TEXT:
*** Begin section ***
This will create a bunch of files/folders/symlinks needed for running the app. This will also create a new directory under your home folder ~/personal-data, the directory where your personal data will reside.

Step 1: Setting up

For Data Ingestion

Ingestion configs are controlled via parameters in conf/ingest.conf file. The configurations are defaulted for optimized processing and don't need to be changed. You can adjust values for these parameters to run importer with a different configuration.

For Data visualization

To set up a Google Map API (free), follow these instructions.

Copy the following lines to env/frontend.env.list:

GOOGLE_MAP_API=<the API key goes here>

To embed Spotify, you need to set up a Spotify API (free) following here. You need to log in with a Spotify account, create a project, and show the secret.

Copy the following lines to env/frontend.env.list:

SPOTIFY_TOKEN=<the token goes here>
SPOTIFY_SECRET=<the secret goes here>

For Question-Answering

Set up an OpenAI API following these instructions.

Copy the following lines to env/frontend.env.list:

OPENAI_API_KEY=<the API key goes here>

Digital Data Importers

Downloading your personal data

We currently support 9 data sources. Here is a summary table:

Digital Services	Instructions	Destinations	Use cases
Apple Health	Link	personal-data/apple-health	Exercise patterns, calorie counts
Amazon	Link	personal-data/amazon	Product recommendation, purchase history summarization
Amazon Kindle	Link	personal-data/amazon-kindle	Book recommendation
Spotify	Link	personal-data/spotify	Music / streaming recommendation
Venmo	Link	personal-data/venmo	Monthly spend summarization
Libby	Link	personal-data/libby	Book recommendation
Google Photos	Link	personal-data/google_photos	Food recommendation, Object detections, and more
Google Location	Link	personal-data/google-timeline/Location History/Semantic Location History	Location tracking / visualization
Facebook posts	Link	personal-data/facebook	Question-Answering over FB posts / photos

If you have a different data source not listed above, follow the instructions here to add this data source to the importer.

GOOGLE PHOTOS and GOOGLE TIMELINE

You can download your Google photos and location (also Gmail, map and google calendar) data from Google Takeout.
The download from Google Takeout would be in multiple zip files. Unzip all the files.
For Google photos, move all the unzipped folders inside ~/personal-data/google_photos/. There can be any number of sub-folders under google_photos.
For Google locations, move the unzipped files to personal-data/google-timeline/Location History/Semantic Location History.

FACEBOOK DATA

Go to Facebook Settings
Click on Download your information and download FB data in JSON format
Unzip the downloaded file and copy the directory posts sub-folder to ~/personal-data/facebook. The posts folder would sit directly under the Facebook folder.

APPLE HEALTH

Go to the Apple Health app on your phone and ask to export your data. This will create a file called iwatch.xml and that's the input file to the importer.
Move the downloaded file to this ~/personal-data/apple-health

AMAZON

Request your data from Amazon here: https://www.amazon.com/gp/help/customer/display.html?nodeId=GXPU3YPMBZQRWZK2 They say it can take up to 30 days, but it took about 2 days. They'll email you when it's ready.
*** End section ***
EXERCISE TASKS:
• a. List every variable name that the setup text says to copy into env/frontend.env.list.
• b. Explain why the setup text says the parameters in conf/ingest.conf don't need to be changed.

Natural-language object grounding data:
*** Begin section ***
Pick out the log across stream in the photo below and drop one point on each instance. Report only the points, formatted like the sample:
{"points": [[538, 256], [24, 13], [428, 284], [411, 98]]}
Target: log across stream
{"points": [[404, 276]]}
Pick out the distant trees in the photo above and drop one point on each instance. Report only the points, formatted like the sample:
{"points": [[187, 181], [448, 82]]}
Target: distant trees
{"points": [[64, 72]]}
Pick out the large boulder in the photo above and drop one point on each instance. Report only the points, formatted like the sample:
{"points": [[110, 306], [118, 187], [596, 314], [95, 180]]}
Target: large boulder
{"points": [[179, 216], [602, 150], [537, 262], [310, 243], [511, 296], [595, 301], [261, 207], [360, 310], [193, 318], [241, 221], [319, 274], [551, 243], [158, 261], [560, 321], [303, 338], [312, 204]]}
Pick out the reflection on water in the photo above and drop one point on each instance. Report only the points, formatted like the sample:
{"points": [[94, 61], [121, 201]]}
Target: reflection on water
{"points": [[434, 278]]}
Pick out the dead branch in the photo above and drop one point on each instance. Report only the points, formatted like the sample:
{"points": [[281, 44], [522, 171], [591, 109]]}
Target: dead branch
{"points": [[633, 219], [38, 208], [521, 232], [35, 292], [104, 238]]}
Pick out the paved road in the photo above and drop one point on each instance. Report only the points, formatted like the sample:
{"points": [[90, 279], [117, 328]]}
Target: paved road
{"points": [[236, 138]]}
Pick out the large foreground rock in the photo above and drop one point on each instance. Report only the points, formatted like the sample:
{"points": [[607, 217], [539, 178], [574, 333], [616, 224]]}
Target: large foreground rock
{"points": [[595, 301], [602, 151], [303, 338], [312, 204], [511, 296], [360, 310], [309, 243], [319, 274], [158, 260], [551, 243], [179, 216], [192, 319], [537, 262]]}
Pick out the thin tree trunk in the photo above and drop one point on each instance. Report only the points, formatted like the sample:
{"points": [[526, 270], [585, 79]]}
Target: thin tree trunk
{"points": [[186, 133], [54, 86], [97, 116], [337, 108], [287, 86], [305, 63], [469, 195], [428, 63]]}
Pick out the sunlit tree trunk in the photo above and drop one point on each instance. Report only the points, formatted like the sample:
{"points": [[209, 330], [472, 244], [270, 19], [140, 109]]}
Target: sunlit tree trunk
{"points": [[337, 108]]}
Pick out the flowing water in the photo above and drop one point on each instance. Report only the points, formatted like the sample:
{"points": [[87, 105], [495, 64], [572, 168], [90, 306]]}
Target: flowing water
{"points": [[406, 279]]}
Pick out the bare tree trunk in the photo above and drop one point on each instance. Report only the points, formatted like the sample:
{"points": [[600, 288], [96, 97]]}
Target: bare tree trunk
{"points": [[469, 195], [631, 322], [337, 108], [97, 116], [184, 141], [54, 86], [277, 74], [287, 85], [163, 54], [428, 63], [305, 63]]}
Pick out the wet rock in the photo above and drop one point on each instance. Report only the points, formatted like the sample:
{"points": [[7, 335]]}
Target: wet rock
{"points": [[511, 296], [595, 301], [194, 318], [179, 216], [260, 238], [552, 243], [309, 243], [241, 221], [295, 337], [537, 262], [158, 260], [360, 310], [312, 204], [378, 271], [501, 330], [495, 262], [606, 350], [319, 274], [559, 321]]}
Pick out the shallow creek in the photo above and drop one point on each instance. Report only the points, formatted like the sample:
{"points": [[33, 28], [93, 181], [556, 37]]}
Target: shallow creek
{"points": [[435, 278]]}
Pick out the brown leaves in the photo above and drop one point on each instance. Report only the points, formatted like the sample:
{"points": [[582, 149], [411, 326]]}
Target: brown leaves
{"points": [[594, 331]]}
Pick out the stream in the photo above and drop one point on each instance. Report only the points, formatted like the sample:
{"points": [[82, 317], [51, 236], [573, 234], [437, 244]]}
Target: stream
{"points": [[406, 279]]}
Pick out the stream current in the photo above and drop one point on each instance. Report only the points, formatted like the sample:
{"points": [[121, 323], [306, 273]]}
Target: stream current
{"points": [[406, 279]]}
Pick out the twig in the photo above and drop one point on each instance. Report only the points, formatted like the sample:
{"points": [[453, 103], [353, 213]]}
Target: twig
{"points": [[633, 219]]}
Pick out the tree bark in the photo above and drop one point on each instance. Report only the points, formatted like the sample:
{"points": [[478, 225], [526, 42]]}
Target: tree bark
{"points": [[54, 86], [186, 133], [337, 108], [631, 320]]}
*** End section ***
WRITTEN RESPONSES:
• a. GOOGLE_MAP_API, SPOTIFY_TOKEN, SPOTIFY_SECRET, OPENAI_API_KEY

• b. The configurations are already set to defaults chosen for optimized processing. The values can still be adjusted to run the importer with a different configuration.